- [Supplied material]
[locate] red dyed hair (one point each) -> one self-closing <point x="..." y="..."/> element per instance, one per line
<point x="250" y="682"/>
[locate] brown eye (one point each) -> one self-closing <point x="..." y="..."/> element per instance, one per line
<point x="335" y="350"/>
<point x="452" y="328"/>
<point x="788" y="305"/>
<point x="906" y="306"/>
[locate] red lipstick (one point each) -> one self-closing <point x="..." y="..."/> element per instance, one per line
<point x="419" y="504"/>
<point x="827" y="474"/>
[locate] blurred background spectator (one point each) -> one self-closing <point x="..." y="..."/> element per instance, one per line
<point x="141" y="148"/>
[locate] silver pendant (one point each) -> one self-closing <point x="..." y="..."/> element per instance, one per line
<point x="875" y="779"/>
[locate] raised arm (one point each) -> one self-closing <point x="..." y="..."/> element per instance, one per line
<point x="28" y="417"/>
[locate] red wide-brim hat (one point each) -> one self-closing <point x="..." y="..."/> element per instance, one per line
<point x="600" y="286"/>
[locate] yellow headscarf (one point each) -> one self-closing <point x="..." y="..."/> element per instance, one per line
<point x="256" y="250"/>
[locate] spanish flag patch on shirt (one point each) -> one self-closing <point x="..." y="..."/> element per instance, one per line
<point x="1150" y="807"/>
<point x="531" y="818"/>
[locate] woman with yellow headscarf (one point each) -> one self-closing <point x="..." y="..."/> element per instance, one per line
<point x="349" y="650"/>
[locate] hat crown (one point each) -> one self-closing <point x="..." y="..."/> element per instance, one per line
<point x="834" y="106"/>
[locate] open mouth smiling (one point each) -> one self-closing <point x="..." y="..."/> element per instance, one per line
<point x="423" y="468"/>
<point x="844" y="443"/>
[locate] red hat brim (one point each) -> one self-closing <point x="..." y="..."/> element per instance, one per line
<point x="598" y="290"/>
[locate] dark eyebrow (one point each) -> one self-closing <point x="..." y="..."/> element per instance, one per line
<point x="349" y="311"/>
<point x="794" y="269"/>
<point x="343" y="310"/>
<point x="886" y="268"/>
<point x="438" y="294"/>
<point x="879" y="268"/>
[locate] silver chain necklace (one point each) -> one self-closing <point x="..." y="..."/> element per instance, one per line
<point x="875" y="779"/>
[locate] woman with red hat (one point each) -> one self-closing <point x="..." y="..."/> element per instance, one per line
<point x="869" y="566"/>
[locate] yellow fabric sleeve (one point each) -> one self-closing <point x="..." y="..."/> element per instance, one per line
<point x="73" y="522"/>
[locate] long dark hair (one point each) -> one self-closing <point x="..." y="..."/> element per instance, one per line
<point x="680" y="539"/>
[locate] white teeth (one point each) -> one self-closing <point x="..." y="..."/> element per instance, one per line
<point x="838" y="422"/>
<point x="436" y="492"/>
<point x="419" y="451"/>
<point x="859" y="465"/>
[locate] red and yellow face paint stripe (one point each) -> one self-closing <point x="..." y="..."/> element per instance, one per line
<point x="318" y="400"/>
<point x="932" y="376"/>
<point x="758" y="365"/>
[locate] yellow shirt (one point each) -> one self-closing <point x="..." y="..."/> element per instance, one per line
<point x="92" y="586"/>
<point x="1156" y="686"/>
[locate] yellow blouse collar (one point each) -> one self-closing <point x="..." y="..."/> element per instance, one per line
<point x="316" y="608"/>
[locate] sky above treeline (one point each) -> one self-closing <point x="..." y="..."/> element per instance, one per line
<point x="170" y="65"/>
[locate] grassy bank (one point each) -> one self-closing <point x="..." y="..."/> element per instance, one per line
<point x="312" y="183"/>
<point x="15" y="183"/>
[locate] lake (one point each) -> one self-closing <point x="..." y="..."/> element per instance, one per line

- [Work instructions]
Please reproduce, line for line and unchanged, the stretch of the items above from the line containing "[locate] open mouth" through the last line of the items, both included.

- [Response below]
[locate] open mouth smiling (one point each) -> one self-closing <point x="..." y="..."/> element per instance, one per line
<point x="423" y="468"/>
<point x="844" y="443"/>
[locate] red hat brim (one point each) -> one self-closing <point x="..." y="..."/> element per instance, one per line
<point x="598" y="290"/>
[locate] dark eyebrow (one point each) -> one self-closing <point x="..." y="..."/> element per instance, one per line
<point x="349" y="311"/>
<point x="794" y="269"/>
<point x="343" y="310"/>
<point x="886" y="268"/>
<point x="438" y="294"/>
<point x="879" y="268"/>
[locate] silver chain necklace (one point each) -> one self-closing <point x="..." y="..."/> element per instance, one per line
<point x="875" y="779"/>
[locate] woman with red hat (one point each) -> one self-closing <point x="..." y="..."/> element per instance, one per line
<point x="869" y="566"/>
[locate] yellow fabric sleeve (one point each) -> one self-closing <point x="..." y="..."/> element per instance, one per line
<point x="73" y="522"/>
[locate] long dark hair (one point each) -> one self-closing <point x="..." y="..."/> element per instance, one per line
<point x="680" y="539"/>
[locate] white teeth (one point each) -> one self-closing <point x="..." y="..."/> element per instance, one per line
<point x="838" y="422"/>
<point x="436" y="492"/>
<point x="419" y="451"/>
<point x="859" y="465"/>
[locate] red and yellow face paint stripe (one point each) -> one self-closing <point x="..." y="..."/> element per instance, one per line
<point x="318" y="400"/>
<point x="932" y="376"/>
<point x="758" y="365"/>
[locate] yellow shirt (one point each) -> one self-closing <point x="..." y="..."/> element per instance, one per line
<point x="92" y="586"/>
<point x="1156" y="686"/>
[locate] yellow blouse collar (one point each) -> one self-closing <point x="..." y="..."/> element per instance, one per line
<point x="316" y="608"/>
[locate] sky above treeline (one point each) -> one self-closing <point x="..." y="..."/> element per instance, one per line
<point x="170" y="65"/>
[locate] grassy bank (one point each) -> one self-closing <point x="..." y="..."/> element per instance, one per line
<point x="312" y="183"/>
<point x="15" y="183"/>
[locate] lake (one point each) -> one self-closing <point x="..." y="..."/> element per instance, one per line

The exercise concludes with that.